Records:

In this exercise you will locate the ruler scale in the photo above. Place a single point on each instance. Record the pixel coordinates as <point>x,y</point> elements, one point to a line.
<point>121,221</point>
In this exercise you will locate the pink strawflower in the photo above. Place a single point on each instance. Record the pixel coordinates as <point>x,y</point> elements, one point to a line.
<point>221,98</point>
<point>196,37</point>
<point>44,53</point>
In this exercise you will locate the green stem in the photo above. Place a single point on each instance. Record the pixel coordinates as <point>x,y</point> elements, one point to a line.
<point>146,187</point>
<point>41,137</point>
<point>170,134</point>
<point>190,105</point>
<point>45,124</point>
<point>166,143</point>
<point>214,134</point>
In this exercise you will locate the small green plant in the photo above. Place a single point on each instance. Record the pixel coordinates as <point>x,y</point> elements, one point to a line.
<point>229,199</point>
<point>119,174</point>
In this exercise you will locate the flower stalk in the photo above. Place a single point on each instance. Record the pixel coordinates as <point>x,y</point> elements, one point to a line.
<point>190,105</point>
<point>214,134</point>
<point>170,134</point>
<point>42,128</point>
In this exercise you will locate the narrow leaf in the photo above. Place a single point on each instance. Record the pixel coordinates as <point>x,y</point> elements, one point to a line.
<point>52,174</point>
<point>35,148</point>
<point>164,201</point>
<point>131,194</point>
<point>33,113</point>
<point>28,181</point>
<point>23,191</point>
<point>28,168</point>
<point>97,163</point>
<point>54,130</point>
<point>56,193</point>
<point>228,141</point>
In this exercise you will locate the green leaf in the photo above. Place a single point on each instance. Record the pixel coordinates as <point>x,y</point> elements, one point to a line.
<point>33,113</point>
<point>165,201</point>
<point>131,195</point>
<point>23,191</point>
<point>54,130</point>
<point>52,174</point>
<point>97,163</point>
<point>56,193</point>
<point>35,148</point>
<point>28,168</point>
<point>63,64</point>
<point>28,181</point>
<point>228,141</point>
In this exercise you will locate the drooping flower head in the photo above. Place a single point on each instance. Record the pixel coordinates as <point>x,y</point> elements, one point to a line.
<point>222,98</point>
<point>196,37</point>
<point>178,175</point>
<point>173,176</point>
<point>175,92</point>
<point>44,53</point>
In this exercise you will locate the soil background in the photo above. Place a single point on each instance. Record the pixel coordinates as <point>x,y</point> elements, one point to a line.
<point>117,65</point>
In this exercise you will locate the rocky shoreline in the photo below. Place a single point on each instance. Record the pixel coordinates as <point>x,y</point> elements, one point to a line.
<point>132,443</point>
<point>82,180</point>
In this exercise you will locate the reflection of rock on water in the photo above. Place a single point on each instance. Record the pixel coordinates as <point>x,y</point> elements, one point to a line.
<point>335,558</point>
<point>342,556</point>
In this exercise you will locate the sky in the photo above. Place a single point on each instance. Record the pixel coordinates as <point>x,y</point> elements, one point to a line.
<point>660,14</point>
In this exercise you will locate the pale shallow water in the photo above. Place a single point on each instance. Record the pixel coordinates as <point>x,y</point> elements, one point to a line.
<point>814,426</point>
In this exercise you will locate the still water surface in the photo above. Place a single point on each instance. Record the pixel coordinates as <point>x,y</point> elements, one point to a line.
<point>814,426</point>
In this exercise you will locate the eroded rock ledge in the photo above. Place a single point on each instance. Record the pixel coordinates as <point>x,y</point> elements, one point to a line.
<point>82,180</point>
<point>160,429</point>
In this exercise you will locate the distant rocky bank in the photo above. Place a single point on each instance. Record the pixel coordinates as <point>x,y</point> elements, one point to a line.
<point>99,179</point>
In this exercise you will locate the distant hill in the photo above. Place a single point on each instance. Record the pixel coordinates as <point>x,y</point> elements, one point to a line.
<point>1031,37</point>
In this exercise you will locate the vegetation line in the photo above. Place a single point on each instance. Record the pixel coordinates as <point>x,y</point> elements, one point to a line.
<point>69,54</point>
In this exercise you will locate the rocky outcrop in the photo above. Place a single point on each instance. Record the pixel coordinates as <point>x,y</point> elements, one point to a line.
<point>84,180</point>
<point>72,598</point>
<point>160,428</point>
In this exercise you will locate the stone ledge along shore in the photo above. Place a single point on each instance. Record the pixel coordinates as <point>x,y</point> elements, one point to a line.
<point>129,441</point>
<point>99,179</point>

*Aim*.
Reproduce every one of the items above word for word, line by line.

*In response*.
In this exercise you will locate the ruler scale in the photo above. Place a single point on each instance. Record the pixel coordinates as <point>x,y</point> elements, one point to a line.
<point>121,221</point>
In this exercise you will locate the pink strawflower in the photo above. Place a single point on each instance. Record the pixel coordinates as <point>x,y</point> elements, one point to a line.
<point>221,98</point>
<point>196,37</point>
<point>44,53</point>
In this exercise you will locate the green stem in the photo above. Place a single point on each instance. Record the pixel coordinates as <point>x,y</point> elements, one point to a line.
<point>146,187</point>
<point>41,137</point>
<point>170,134</point>
<point>190,105</point>
<point>45,124</point>
<point>166,143</point>
<point>214,134</point>
In this exercise you will locate the small green plant in the photo above. Place a single point on each instance. Record the pixel coordinates as <point>x,y</point> elements, one point to a line.
<point>229,199</point>
<point>119,174</point>
In this exercise you will locate the flower stalk in the photo above. Place a single point on each instance. Record the pixel coordinates as <point>x,y</point> elements, one point to a line.
<point>190,105</point>
<point>214,134</point>
<point>170,134</point>
<point>42,128</point>
In this exercise you will locate the narrow leaf in the photo above. Place a single point on each instance. Record the pixel coordinates as <point>x,y</point> elements, one point to a line.
<point>52,174</point>
<point>35,148</point>
<point>164,201</point>
<point>131,194</point>
<point>33,113</point>
<point>28,181</point>
<point>23,191</point>
<point>28,168</point>
<point>97,163</point>
<point>54,130</point>
<point>56,193</point>
<point>228,141</point>
In this exercise you will locate the green leaf in the photo above. Place a single point on each instance. Record the pixel coordinates as <point>x,y</point> elements, one point to a line.
<point>33,113</point>
<point>165,201</point>
<point>131,195</point>
<point>23,191</point>
<point>54,130</point>
<point>52,174</point>
<point>97,163</point>
<point>56,193</point>
<point>35,148</point>
<point>28,168</point>
<point>63,64</point>
<point>28,181</point>
<point>228,141</point>
In this exercise you will locate the drooping flower head in the photo above. Place a single point on each instance. Record the pixel coordinates as <point>x,y</point> elements, one point to a line.
<point>222,98</point>
<point>196,37</point>
<point>178,175</point>
<point>173,176</point>
<point>175,92</point>
<point>44,53</point>
In this exercise you will locate the soil background in the photo above. Place a single point on each instance. Record the pixel coordinates as <point>x,y</point> elements, one point to a line.
<point>117,65</point>
In this exercise you will locate the rocky shoreline in the photo below. Place a single point on each instance. Record the pixel coordinates as <point>x,y</point> elements, one point to a line.
<point>132,443</point>
<point>82,180</point>
In this exercise you will locate the reflection of rock on water in the photo above. Place a single point on each instance. Record the pixel coordinates as <point>x,y</point> elements, one point to a line.
<point>335,558</point>
<point>342,556</point>
In this exercise you will locate the sky in the photo above. Place a single point on each instance. Record the pixel coordinates as <point>x,y</point> elements, one point to a line.
<point>660,14</point>
In this exercise you will locate the pale shallow water in the photo above. Place a single point on each instance. Record the pixel coordinates as <point>x,y</point> elements, one point to a line.
<point>814,426</point>
In this exercise you will locate the still water surface in the photo above. Place a single point on each instance. Record the pixel coordinates as <point>x,y</point> elements, one point to a line.
<point>814,426</point>
In this exercise you will locate the eroded rock ledge in the photo above. Place a single point on each instance. Record the pixel coordinates as <point>x,y</point> elements, one point to a line.
<point>82,180</point>
<point>160,429</point>
In this exercise you will locate the distant rocky bank in the photo above. Place a single point on each instance. Record the pixel coordinates as <point>x,y</point> elements, one point to a line.
<point>99,179</point>
In this exercise you will locate the distant hill in the photo above. Place a single point on each instance. Record the pixel coordinates as <point>x,y</point> elements, one point to a line.
<point>1031,37</point>
In this exercise you will locate the vegetation line in the photo above. Place a single point on each instance. Record the pixel coordinates as <point>x,y</point> elements, one point to a line.
<point>69,54</point>
In this exercise you will locate the rocky outcrop in the photo above. Place a single point on each instance. Record the pixel coordinates as <point>x,y</point> elements, one point to a line.
<point>84,180</point>
<point>72,598</point>
<point>160,428</point>
In this exercise you will locate the stone ledge along shore in the photo above. Place a single point on each instance. Record the pixel coordinates as <point>x,y</point> elements, one point to a line.
<point>129,441</point>
<point>99,179</point>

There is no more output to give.